TASK TO CARRY OUT:
Let your answer be the line containing "Target: green foliage" and every line below it to the end of the records, copied exactly.

Entries taken from a collection:
--- --- ---

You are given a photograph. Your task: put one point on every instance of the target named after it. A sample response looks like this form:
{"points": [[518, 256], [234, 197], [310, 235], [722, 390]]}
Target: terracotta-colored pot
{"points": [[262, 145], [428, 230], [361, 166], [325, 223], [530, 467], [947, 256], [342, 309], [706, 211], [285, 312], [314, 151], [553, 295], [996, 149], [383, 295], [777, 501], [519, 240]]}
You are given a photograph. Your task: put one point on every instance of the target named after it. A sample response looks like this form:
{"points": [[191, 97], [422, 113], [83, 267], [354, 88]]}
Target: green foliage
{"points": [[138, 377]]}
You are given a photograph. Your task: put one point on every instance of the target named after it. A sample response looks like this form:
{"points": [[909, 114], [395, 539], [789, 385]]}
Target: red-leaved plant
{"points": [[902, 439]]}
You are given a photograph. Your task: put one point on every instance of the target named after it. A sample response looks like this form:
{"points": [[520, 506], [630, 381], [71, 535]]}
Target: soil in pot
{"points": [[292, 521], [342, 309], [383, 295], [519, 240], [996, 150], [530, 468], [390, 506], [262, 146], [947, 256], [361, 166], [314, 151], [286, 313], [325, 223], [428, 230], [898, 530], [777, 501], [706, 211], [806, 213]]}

--- --- ---

RESPONSE TO THE TASK:
Target: green foliage
{"points": [[138, 377]]}
You are given a photograph. Your task: put one point on every instance of the target named after it. A sample response looks like this form:
{"points": [[909, 114], [395, 539], [789, 385]]}
Target: red-leaved plant
{"points": [[902, 439]]}
You are given a photograph. Your task: put one point on every instance of the target named after it. A sample response looks like this form:
{"points": [[520, 506], [630, 381], [71, 535]]}
Target: soil in pot
{"points": [[292, 521], [342, 309], [383, 295], [519, 240], [996, 150], [530, 468], [390, 506], [262, 146], [947, 256], [361, 166], [314, 151], [286, 313], [325, 223], [428, 230], [898, 530], [777, 501], [706, 211], [806, 213]]}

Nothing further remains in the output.